▶ [YOUR INSTRUCTIONS]:
Every line of the entries below that carries the string "ground" should be copied.

▶ [TASK INPUTS]:
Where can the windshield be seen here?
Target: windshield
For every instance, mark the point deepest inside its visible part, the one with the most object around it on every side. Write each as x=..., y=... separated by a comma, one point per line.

--

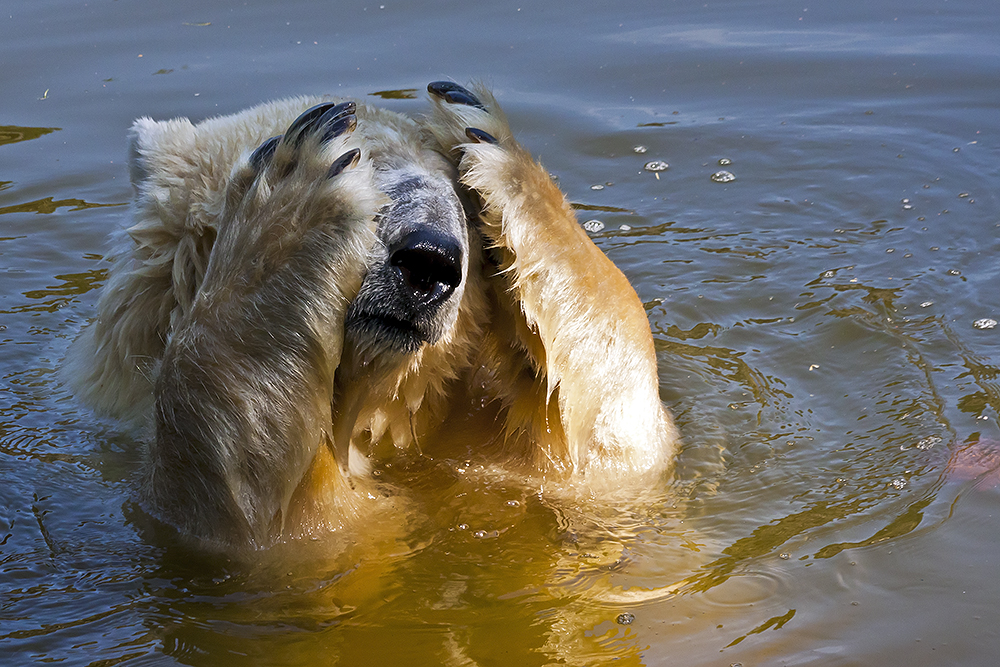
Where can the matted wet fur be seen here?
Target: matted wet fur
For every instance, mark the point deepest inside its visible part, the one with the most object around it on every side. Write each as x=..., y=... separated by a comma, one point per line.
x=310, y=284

---

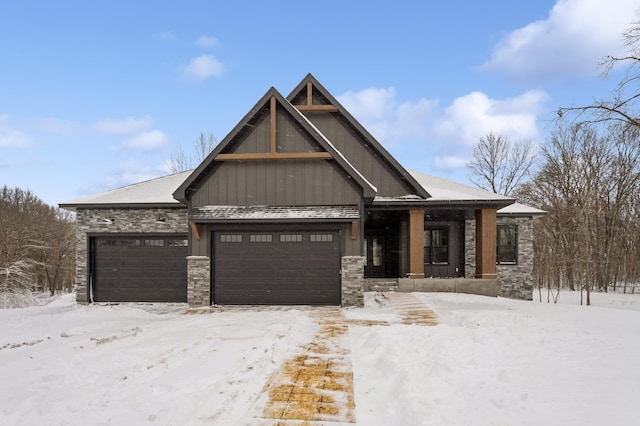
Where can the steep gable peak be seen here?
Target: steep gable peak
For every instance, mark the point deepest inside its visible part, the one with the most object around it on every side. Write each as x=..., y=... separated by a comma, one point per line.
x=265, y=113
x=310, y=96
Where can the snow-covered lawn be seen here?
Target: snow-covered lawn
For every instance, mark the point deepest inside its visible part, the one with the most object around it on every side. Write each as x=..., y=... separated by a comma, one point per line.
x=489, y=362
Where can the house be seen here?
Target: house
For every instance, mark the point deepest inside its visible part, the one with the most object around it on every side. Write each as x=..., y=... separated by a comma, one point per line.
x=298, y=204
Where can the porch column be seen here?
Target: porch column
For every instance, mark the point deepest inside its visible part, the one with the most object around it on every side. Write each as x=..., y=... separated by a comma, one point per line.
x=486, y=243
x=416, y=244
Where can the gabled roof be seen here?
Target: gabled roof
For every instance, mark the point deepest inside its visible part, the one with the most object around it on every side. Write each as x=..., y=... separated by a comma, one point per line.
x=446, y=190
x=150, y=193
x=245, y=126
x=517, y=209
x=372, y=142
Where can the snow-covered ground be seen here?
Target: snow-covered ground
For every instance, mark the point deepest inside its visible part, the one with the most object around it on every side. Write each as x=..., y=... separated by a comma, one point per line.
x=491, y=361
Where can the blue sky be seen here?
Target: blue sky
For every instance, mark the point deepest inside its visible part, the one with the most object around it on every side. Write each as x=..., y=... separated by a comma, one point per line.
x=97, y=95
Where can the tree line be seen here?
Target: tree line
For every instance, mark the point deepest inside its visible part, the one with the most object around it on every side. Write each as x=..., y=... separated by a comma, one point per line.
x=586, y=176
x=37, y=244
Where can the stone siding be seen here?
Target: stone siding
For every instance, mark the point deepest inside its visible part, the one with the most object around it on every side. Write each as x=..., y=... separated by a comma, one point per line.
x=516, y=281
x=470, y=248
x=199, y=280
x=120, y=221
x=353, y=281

▶ [TASK OUTPUT]:
Where can the snow-covered ground be seen here?
Target: snow-covered ground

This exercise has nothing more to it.